## WORK INSTRUCTION
Resume the news report on Hong Kong's confirmed SARS-CoV-2 reinfection case at the point where it stops.

HKU first to confirm distinct strain SARS-CoV-2 reinfection by whole genome sequencing

Natalia Reoutova
06 Oct 2020

Researchers from the Department of Microbiology at the University of Hong Kong (HKU) are the first to document a case of severe acute respiratory syndrome coronavirus 2 (SARS-CoV-2) reinfection with a phylogenetically distinct strain of the virus using whole genome sequencing.

“Although neutralizing antibodies develop rapidly after infection [with SARS-CoV-2], recent studies showed that antibody titres start to decline as early as 1–2 months after acute infection,” wrote the researchers. [Lancet Infect Dis 2020, doi: 10.1016/S1473-3099(20)30196-1; Emerg Microbes Infect 2020;9:1664-1670; Nat Med 2020;26:1200-1204; Nature 2020, doi: 10.1038/s41586-020-2456-9]

While there have been case reports suggesting possible reinfection with SARS-CoV-2, viral genome analysis was not performed, leading to lack of clarity on whether positive results are due to persistent viral shedding from the original infection or due to an actual reinfection. [Am J Emerg Med 2020, doi: 10.1016/j.ajem.2020.06.079] So as to differentiate re-infection from persistent viral shedding, HKU researchers conducted comparative genome analysis of respiratory specimens during two episodes of coronavirus disease-19 (COVID-19) in one patient. [Clinical Infectious Diseases 2020, doi: 10.1093/cid/ciaa1275]

“The patient was a 33-year-old male resident of Hong Kong, who presented with cough and sputum, sore throat, fever and headache for 3 days during the first episode in late March 2020. He was hospitalized and subsequently discharged in mid-April 2020, following two negative SARS-CoV-2 reverse transcriptase-polymerase chain reaction [RT-PCR] assays on nasopharyngeal and throat swabs taken 24 hours apart,” reported the researchers.

## DATASET SECTION
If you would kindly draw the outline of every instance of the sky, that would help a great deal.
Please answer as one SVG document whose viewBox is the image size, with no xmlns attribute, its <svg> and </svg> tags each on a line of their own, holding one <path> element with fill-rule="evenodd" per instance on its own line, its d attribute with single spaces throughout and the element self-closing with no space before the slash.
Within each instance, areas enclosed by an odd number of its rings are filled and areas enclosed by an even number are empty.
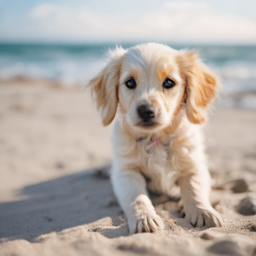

## RESULT
The patient’s second asymptomatic episode of COVID-19 was detected when he returned to Hong Kong from Spain via the UK. On screening at the Hong Kong airport in mid-August 2020 (142 days after the onset of the first episode), he tested positive by SARS-CoV-2 RT-PCR on his posterior oropharyngeal saliva sample. He was hospitalized again and, despite having an acute infection as evidenced by an elevated C-reactive protein level, remained asymptomatic until discharge when there was no detectable virus in his specimens. “A previous study of re-infection in rhesus macaque also showed milder illness during the reinfection,” noted the researchers. [Science 2020;369:812-817]

Whole-genome sequencing was performed with the patient’s posterior oropharyngeal saliva specimens collected during the first episode in March and from the second episode in August. “Genomic analysis showed that the first viral genome belonged to a different clade/lineage from the second viral genome. A blast search for the first and second genomes suggested that the first viral genome is most closely related to strains from the US or England collected in March and April 2020, while the second viral genome is most closely related to strains from Switzerland and England collected in July and August 2020,” reported the researchers.

“The confirmation of reinfection has several important implications,” they wrote. “Firstly, it is unlikely that herd immunity can eliminate SARS-CoV-2, although it is possible that subsequent infections may be milder than the first infection, as in this patient. COVID-19 will likely continue to circulate in the human population, as is the case of other human coronaviruses. Secondly, vaccines may not be able to provide lifelong protection against COVID-19. Furthermore, vaccine studies should also include patients who recovered from COVID-19.”